* Natural-language object grounding data:

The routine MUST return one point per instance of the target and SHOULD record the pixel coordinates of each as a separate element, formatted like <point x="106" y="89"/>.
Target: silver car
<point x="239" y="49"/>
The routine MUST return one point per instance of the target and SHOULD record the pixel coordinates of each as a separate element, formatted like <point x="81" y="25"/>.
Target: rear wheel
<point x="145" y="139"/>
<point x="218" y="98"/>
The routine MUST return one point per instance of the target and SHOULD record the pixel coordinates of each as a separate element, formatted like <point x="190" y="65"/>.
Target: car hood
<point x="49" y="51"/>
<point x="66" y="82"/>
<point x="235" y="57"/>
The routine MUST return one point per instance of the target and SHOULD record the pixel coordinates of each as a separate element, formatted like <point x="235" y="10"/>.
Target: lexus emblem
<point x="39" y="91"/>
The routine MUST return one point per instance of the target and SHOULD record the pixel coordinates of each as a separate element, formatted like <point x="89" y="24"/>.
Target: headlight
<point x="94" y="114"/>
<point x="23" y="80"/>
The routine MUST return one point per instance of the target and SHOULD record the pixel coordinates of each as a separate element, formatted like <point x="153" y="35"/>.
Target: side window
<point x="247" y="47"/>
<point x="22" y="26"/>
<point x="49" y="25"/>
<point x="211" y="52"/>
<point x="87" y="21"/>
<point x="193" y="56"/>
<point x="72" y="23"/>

* Your goal:
Transcribe every entry, keeping each line exactly as it reads.

* Response to this task:
The routine MUST return one point per instance of the target and SHOULD record the pixel coordinates of each as a separate element, formatted like <point x="106" y="89"/>.
Target: silver car
<point x="239" y="49"/>
The routine MUST return one point per instance of the target and SHOULD record the pixel coordinates of each as a separate element, formatted like <point x="81" y="25"/>.
Target: rear wheel
<point x="145" y="139"/>
<point x="218" y="98"/>
The routine MUST return one point per instance of the target and SHOULD record the pixel coordinates of each as a separate element, formatted like <point x="190" y="65"/>.
Target: car hood
<point x="49" y="51"/>
<point x="66" y="82"/>
<point x="235" y="57"/>
The routine MUST return one point per instance of the target and SHOULD record the pixel coordinates of each as a separate element, formatted like <point x="235" y="10"/>.
Target: lexus emblem
<point x="39" y="91"/>
The routine MUST return one point per instance of the target and SHOULD record the pixel coordinates of each as a separate element, formatted like <point x="89" y="24"/>.
Target: headlight
<point x="94" y="114"/>
<point x="23" y="80"/>
The routine MUST return one point per instance of the target and SHOULD record the pixel coordinates of each as a separate element, formatted like <point x="153" y="35"/>.
Target: side window
<point x="247" y="47"/>
<point x="22" y="26"/>
<point x="49" y="25"/>
<point x="211" y="52"/>
<point x="87" y="21"/>
<point x="193" y="56"/>
<point x="72" y="23"/>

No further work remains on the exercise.